> [Work item]:
In the records below, find the line containing "For each instance of the dark" and retype it and every line after it exactly, adding nothing.

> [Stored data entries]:
Content starts
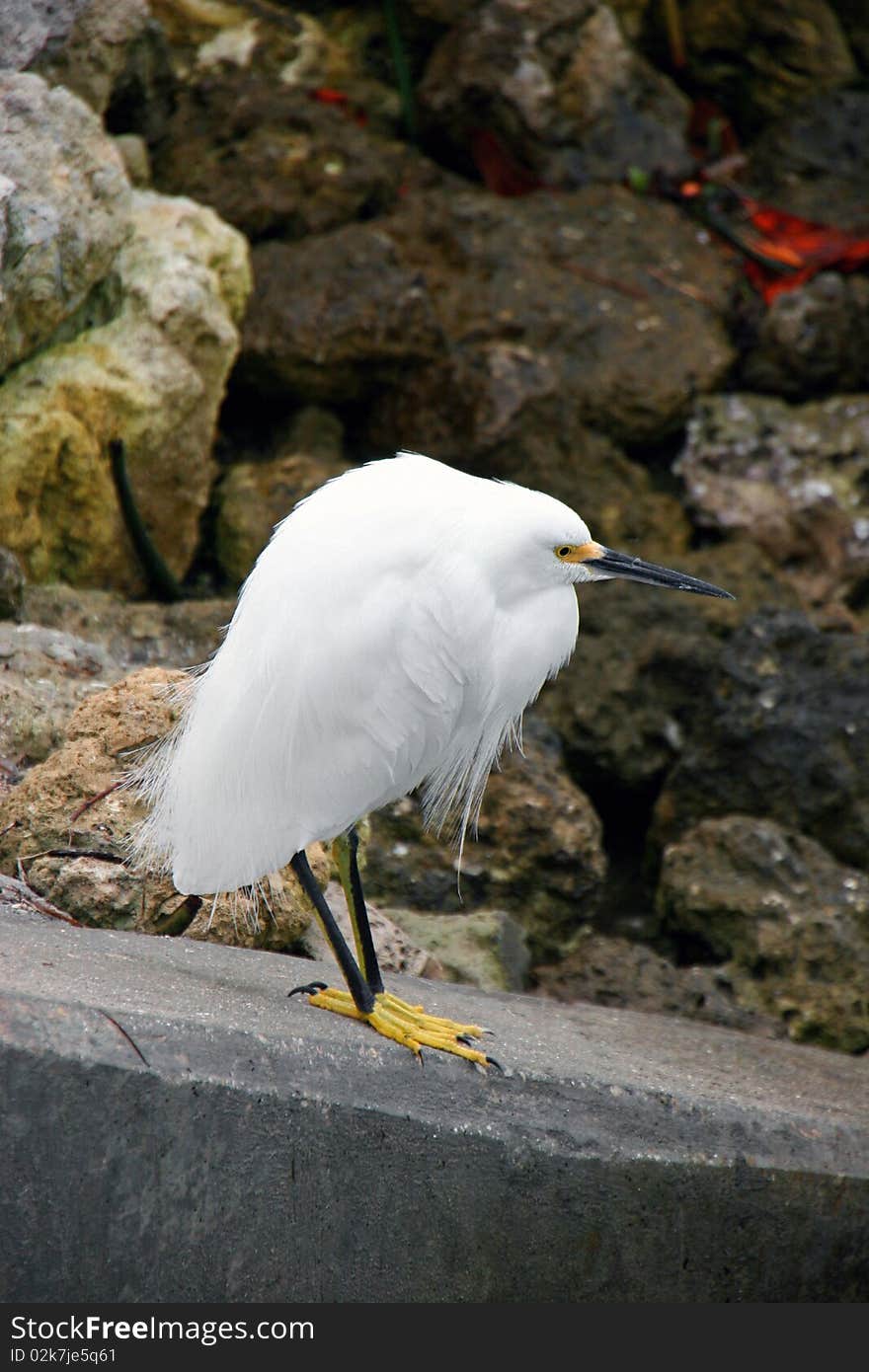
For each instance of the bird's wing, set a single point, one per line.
(322, 706)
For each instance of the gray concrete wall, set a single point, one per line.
(271, 1151)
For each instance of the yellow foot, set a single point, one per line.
(405, 1024)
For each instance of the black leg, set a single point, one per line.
(361, 994)
(347, 855)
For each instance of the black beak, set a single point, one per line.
(634, 570)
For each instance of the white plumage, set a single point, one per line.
(389, 637)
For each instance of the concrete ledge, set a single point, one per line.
(271, 1151)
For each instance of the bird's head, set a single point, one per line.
(591, 562)
(559, 548)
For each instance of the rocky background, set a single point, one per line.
(256, 243)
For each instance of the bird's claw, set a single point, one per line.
(308, 989)
(407, 1024)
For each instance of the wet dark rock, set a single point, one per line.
(81, 44)
(11, 584)
(630, 975)
(555, 310)
(65, 206)
(334, 315)
(482, 949)
(254, 495)
(537, 852)
(560, 87)
(133, 633)
(758, 62)
(794, 479)
(788, 924)
(616, 496)
(67, 823)
(813, 340)
(816, 161)
(780, 730)
(44, 674)
(397, 951)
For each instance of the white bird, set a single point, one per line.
(389, 639)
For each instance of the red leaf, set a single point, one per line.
(499, 169)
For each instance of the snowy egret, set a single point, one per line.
(389, 639)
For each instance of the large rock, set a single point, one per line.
(67, 823)
(63, 210)
(609, 970)
(787, 922)
(334, 315)
(555, 312)
(781, 730)
(560, 87)
(794, 479)
(45, 672)
(537, 852)
(484, 949)
(71, 644)
(148, 372)
(759, 60)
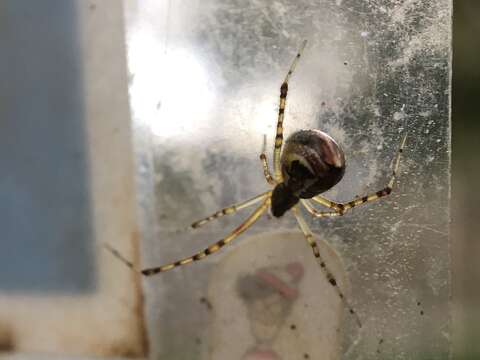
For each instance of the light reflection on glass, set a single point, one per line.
(170, 90)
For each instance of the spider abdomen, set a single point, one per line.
(312, 162)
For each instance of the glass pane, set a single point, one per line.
(205, 85)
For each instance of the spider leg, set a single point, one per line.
(230, 210)
(202, 254)
(281, 113)
(341, 208)
(317, 213)
(331, 279)
(263, 158)
(266, 170)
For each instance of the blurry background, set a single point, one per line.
(466, 175)
(465, 170)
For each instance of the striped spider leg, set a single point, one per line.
(265, 197)
(254, 216)
(308, 164)
(323, 265)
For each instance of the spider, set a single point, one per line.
(310, 164)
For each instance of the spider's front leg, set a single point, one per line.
(323, 265)
(229, 210)
(341, 208)
(281, 114)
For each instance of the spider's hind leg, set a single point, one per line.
(200, 255)
(328, 274)
(263, 158)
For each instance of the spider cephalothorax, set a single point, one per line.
(312, 162)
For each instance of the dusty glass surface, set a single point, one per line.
(205, 78)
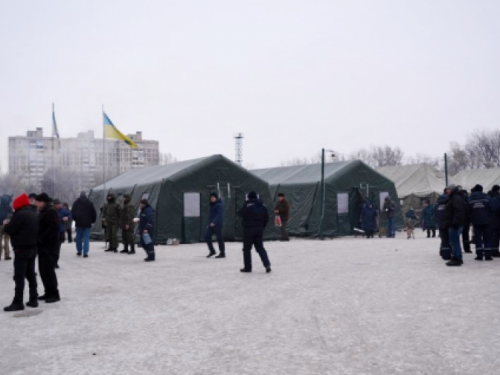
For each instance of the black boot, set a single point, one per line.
(16, 305)
(455, 263)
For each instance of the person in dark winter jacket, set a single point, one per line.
(127, 217)
(495, 221)
(84, 215)
(111, 216)
(454, 220)
(480, 214)
(390, 210)
(255, 218)
(282, 208)
(147, 228)
(23, 232)
(369, 217)
(5, 213)
(215, 225)
(429, 218)
(444, 248)
(49, 245)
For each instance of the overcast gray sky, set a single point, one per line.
(293, 76)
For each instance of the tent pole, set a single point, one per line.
(320, 234)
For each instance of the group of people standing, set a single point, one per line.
(34, 229)
(255, 218)
(124, 217)
(457, 211)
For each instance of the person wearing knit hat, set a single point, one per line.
(5, 213)
(49, 245)
(255, 218)
(23, 231)
(480, 214)
(216, 221)
(495, 221)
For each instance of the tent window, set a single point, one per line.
(191, 204)
(343, 203)
(382, 198)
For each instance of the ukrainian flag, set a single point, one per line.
(110, 131)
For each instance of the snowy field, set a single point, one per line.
(343, 306)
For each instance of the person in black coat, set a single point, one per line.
(49, 245)
(495, 221)
(255, 218)
(444, 248)
(480, 214)
(84, 215)
(369, 217)
(146, 229)
(215, 225)
(454, 213)
(23, 231)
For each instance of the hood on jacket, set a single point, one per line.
(21, 201)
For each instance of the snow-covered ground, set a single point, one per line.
(343, 306)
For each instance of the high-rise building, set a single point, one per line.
(88, 159)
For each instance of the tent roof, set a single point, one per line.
(418, 179)
(301, 174)
(149, 175)
(485, 177)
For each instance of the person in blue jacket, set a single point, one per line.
(444, 247)
(429, 218)
(255, 218)
(495, 221)
(369, 219)
(147, 229)
(480, 214)
(215, 225)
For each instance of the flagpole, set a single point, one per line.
(53, 164)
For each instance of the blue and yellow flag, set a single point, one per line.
(110, 131)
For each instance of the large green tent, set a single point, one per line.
(347, 186)
(179, 193)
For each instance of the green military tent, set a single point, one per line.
(347, 186)
(179, 193)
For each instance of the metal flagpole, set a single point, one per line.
(53, 164)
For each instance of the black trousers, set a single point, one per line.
(47, 268)
(284, 233)
(254, 237)
(495, 241)
(445, 248)
(466, 237)
(24, 268)
(218, 233)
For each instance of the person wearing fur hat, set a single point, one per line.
(128, 214)
(215, 225)
(111, 216)
(49, 245)
(5, 213)
(454, 214)
(495, 220)
(23, 231)
(255, 218)
(480, 214)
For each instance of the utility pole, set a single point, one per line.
(238, 140)
(322, 197)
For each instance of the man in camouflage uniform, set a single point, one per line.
(127, 225)
(111, 217)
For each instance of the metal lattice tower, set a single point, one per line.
(238, 140)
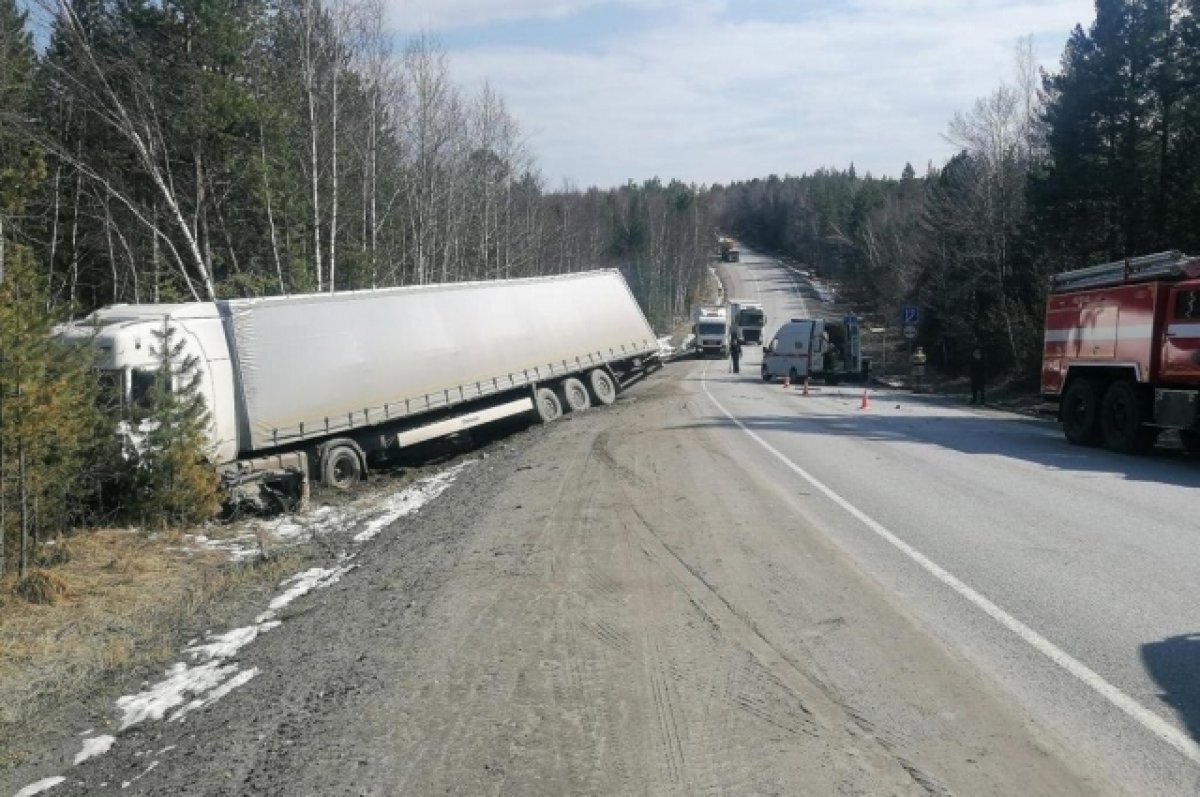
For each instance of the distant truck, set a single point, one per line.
(711, 328)
(1121, 352)
(330, 383)
(747, 319)
(727, 247)
(811, 347)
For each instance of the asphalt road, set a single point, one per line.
(719, 586)
(1092, 555)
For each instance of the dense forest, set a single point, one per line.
(179, 150)
(1096, 161)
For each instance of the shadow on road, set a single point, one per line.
(1175, 666)
(1018, 438)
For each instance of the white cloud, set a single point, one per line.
(443, 15)
(713, 99)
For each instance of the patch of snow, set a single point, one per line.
(94, 747)
(213, 696)
(226, 646)
(45, 784)
(181, 683)
(301, 583)
(409, 501)
(211, 672)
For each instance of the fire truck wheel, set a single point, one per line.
(1121, 420)
(1080, 413)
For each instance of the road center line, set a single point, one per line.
(1135, 711)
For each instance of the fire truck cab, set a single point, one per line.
(1121, 354)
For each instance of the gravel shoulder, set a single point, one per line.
(612, 604)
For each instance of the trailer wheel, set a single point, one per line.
(1121, 420)
(604, 387)
(547, 405)
(341, 467)
(1080, 413)
(574, 395)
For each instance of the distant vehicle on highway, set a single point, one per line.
(813, 347)
(1121, 352)
(711, 328)
(747, 319)
(727, 249)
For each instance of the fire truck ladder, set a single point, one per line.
(1167, 265)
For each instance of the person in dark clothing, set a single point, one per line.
(978, 378)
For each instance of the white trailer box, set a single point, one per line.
(313, 365)
(328, 379)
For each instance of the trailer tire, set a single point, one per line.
(547, 405)
(341, 467)
(573, 395)
(603, 385)
(1122, 415)
(1081, 413)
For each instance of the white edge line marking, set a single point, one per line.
(1146, 718)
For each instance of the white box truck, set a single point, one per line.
(711, 328)
(814, 347)
(328, 383)
(747, 319)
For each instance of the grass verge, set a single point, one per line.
(121, 600)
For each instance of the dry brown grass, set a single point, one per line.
(118, 600)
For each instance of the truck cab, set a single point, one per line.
(126, 341)
(747, 319)
(712, 331)
(811, 347)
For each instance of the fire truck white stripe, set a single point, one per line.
(1185, 330)
(1101, 334)
(1131, 707)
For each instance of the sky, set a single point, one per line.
(719, 90)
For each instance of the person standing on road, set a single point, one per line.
(978, 377)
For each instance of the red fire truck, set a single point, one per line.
(1121, 355)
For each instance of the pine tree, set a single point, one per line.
(175, 484)
(48, 427)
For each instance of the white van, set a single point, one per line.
(810, 347)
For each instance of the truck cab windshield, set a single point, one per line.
(750, 317)
(141, 388)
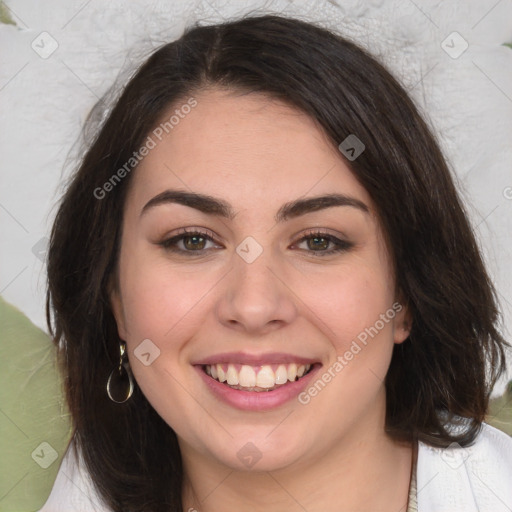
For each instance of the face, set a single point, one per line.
(251, 254)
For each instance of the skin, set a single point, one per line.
(257, 154)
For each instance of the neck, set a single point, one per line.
(364, 470)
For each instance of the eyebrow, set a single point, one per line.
(214, 206)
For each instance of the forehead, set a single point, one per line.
(249, 149)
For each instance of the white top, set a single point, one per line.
(473, 479)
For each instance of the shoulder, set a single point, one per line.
(474, 478)
(73, 490)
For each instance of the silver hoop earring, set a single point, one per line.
(120, 380)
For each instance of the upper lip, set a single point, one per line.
(254, 359)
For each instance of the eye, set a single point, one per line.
(321, 244)
(189, 241)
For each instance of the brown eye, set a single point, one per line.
(194, 242)
(321, 244)
(318, 243)
(190, 242)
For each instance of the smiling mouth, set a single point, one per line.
(256, 378)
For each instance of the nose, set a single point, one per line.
(256, 299)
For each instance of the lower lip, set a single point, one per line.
(257, 400)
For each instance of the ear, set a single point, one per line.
(117, 308)
(402, 322)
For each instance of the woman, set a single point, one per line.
(268, 293)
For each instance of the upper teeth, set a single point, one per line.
(259, 376)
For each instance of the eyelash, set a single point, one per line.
(170, 243)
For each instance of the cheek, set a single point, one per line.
(349, 302)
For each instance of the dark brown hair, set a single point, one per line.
(454, 353)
Content ends
> [Answer section]:
For each instance of the dark brown hair, set a single point, one per line.
(454, 353)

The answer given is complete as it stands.